◆ **Instructions to follow**: In full and word for word, return the listing that follows.
<<<<
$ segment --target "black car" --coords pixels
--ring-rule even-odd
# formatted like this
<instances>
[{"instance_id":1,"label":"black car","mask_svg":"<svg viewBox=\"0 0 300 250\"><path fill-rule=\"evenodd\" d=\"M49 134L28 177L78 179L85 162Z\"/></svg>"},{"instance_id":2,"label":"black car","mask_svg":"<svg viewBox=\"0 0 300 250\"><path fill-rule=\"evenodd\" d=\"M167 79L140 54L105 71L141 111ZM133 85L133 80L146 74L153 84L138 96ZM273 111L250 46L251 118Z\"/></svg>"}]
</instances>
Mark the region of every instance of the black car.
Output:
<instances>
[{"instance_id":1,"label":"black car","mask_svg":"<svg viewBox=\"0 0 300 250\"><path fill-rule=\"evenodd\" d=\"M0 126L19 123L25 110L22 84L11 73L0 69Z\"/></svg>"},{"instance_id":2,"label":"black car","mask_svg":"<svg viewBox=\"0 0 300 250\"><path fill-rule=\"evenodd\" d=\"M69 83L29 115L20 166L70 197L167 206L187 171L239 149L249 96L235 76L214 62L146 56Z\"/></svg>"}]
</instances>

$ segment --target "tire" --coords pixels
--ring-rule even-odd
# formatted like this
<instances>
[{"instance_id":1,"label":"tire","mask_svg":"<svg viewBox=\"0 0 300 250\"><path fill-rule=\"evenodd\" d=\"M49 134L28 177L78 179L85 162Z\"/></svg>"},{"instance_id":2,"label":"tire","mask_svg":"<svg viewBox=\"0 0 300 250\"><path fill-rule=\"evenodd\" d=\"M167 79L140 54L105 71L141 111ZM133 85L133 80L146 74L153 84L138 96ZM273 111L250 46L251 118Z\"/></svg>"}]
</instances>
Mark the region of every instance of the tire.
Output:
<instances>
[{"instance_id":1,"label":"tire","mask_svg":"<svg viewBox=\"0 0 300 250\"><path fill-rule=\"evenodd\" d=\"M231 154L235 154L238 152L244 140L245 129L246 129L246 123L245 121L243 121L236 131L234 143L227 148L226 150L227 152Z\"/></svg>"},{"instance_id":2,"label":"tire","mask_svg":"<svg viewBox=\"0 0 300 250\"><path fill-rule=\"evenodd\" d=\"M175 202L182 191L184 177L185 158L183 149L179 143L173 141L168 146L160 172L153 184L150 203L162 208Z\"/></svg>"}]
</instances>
>>>>
◆ **Task answer**:
$ segment --target "black car" --coords pixels
--ring-rule even-odd
# formatted like this
<instances>
[{"instance_id":1,"label":"black car","mask_svg":"<svg viewBox=\"0 0 300 250\"><path fill-rule=\"evenodd\" d=\"M49 134L28 177L78 179L85 162Z\"/></svg>"},{"instance_id":2,"label":"black car","mask_svg":"<svg viewBox=\"0 0 300 250\"><path fill-rule=\"evenodd\" d=\"M167 79L140 54L105 71L141 111ZM133 85L133 80L146 74L153 84L138 96ZM273 111L250 46L251 118Z\"/></svg>"}]
</instances>
Mark the region of every instance of the black car.
Output:
<instances>
[{"instance_id":1,"label":"black car","mask_svg":"<svg viewBox=\"0 0 300 250\"><path fill-rule=\"evenodd\" d=\"M0 126L19 123L25 110L22 84L11 73L0 69Z\"/></svg>"},{"instance_id":2,"label":"black car","mask_svg":"<svg viewBox=\"0 0 300 250\"><path fill-rule=\"evenodd\" d=\"M69 83L29 115L20 166L70 197L167 206L187 171L239 149L249 96L235 76L214 62L146 56Z\"/></svg>"}]
</instances>

$ segment --target "tire" --coords pixels
--ring-rule even-odd
# formatted like this
<instances>
[{"instance_id":1,"label":"tire","mask_svg":"<svg viewBox=\"0 0 300 250\"><path fill-rule=\"evenodd\" d=\"M49 134L28 177L78 179L85 162Z\"/></svg>"},{"instance_id":2,"label":"tire","mask_svg":"<svg viewBox=\"0 0 300 250\"><path fill-rule=\"evenodd\" d=\"M167 79L140 54L105 71L141 111ZM133 85L133 80L146 74L153 84L138 96ZM273 111L250 46L251 118Z\"/></svg>"}]
</instances>
Mark the region of every instance of the tire.
Output:
<instances>
[{"instance_id":1,"label":"tire","mask_svg":"<svg viewBox=\"0 0 300 250\"><path fill-rule=\"evenodd\" d=\"M231 154L235 154L238 152L244 140L245 129L246 129L246 123L245 121L243 121L236 131L234 143L227 148L226 150L227 152Z\"/></svg>"},{"instance_id":2,"label":"tire","mask_svg":"<svg viewBox=\"0 0 300 250\"><path fill-rule=\"evenodd\" d=\"M175 202L182 191L184 177L185 158L183 149L179 143L173 141L168 146L160 172L153 184L150 203L162 208Z\"/></svg>"}]
</instances>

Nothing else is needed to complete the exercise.